*Texto dado*.
EDITORIAL
No cabe duda, el tema del coronavirus ha llenado la agenda de estos días. Si la postergación del inicio de clases va a permitir concentrar energías en crear las condiciones que prevengan el contagio y atiendan con prontitud cualquier situación de riesgo, en buena hora. Pero, más allá de la inmensa cobertura mediática que este tema está teniendo a nivel global, lo cierto es que existen numerosas amenazas que se ciernen sobre los niños y las escuelas, varias tanto o más graves que el coronavirus, que se han normalizado en el país sin que merezcan tantos titulares.
Es el caso, por ejemplo, del dengue, que hasta febrero de este año ya causó la muerte de 12 personas y afectó a cerca de seis mil ciudadanos en Madre de Dios, San Martín y Loreto. O de los tres mil niños contaminados con plomo en Cerro de Pasco a consecuencia de la actividad minera, un problema que se arrastra por años y al que recién se está volviendo los ojos a causa de la presión social.

*Registros incluidos*.
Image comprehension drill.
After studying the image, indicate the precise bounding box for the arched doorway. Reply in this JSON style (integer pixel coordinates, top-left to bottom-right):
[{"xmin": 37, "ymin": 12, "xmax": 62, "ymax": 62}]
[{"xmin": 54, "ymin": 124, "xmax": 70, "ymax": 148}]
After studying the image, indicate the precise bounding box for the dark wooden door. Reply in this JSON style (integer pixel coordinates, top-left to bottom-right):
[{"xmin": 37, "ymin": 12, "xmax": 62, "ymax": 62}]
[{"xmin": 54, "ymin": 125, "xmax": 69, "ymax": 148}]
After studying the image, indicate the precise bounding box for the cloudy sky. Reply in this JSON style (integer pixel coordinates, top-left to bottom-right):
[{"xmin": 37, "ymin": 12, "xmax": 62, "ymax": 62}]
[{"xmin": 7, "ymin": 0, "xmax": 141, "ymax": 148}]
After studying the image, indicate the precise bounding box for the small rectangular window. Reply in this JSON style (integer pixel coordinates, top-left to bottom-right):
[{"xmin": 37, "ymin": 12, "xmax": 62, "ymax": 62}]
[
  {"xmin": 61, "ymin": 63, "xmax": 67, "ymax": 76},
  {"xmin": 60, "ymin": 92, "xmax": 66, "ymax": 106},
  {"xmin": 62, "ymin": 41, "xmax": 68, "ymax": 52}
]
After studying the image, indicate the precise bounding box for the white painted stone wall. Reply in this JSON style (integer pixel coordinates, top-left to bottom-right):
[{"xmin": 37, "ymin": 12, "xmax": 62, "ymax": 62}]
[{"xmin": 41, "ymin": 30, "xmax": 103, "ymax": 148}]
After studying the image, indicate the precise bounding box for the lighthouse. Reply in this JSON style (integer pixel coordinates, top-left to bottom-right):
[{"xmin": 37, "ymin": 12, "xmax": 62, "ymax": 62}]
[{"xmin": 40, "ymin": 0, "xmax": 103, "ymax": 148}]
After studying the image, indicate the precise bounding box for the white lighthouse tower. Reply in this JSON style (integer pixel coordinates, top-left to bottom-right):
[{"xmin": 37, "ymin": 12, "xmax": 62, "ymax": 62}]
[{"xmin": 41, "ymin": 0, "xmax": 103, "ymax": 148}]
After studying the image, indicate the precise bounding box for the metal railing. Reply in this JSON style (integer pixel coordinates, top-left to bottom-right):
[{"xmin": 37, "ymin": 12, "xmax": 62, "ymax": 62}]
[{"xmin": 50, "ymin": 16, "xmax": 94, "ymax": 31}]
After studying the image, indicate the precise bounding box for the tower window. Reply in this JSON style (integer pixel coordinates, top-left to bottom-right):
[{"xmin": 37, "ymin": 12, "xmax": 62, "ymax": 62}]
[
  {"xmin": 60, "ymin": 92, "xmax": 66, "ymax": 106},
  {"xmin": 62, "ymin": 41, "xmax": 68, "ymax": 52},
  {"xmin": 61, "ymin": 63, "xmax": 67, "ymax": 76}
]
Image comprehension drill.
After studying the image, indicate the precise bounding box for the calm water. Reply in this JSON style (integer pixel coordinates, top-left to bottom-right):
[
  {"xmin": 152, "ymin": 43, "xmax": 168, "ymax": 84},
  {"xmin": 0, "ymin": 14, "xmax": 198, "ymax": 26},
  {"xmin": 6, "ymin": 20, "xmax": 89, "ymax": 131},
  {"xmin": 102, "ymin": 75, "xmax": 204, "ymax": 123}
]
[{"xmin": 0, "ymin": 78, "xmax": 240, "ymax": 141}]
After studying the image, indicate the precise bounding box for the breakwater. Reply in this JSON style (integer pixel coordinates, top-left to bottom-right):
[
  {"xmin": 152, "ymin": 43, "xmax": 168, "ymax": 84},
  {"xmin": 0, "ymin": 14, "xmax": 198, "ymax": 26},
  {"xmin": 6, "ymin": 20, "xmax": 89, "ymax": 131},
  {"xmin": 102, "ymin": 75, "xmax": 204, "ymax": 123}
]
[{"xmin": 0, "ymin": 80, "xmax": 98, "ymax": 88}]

*Consigna de trabajo*. Escribe la continuación del editorial sobre las amenazas que enfrentan los niños y las escuelas, empezando justo después de la oración sobre el plomo en Cerro de Pasco.

*Resultado*.
También se han normalizado otras amenazas, menos visibles que el COVID-19, pero con efectos no menos trágicos a largo plazo y a gran escala. Son las amenazas que afectan las oportunidades de niños y jóvenes para aprender a afrontar los desafíos de la época actual. Desafíos que incluyen las epidemias, por supuesto, pero también el abuso sexual, los feminicidios, el autoritarismo, la pobreza, la desigualdad, el calentamiento global o los crímenes de odio, y sobre todo la posibilidad de aprender a pensar, a transformar realidades, a construir soluciones creativas a estos y otros problemas que nos afectan como país.
Estas amenazas, que no nos mandan al hospital pero que ponen en riesgo nuestro futuro, tienen que ver con la tenaz resistencia a abandonar un tipo de educación que resulta fácil de impartir y que cumplió una función trascendente desde fines del siglo XVIII y a lo largo del XIX, pero que hoy no les sirve a las generaciones actuales para moverse en el mundo que les ha tocado vivir.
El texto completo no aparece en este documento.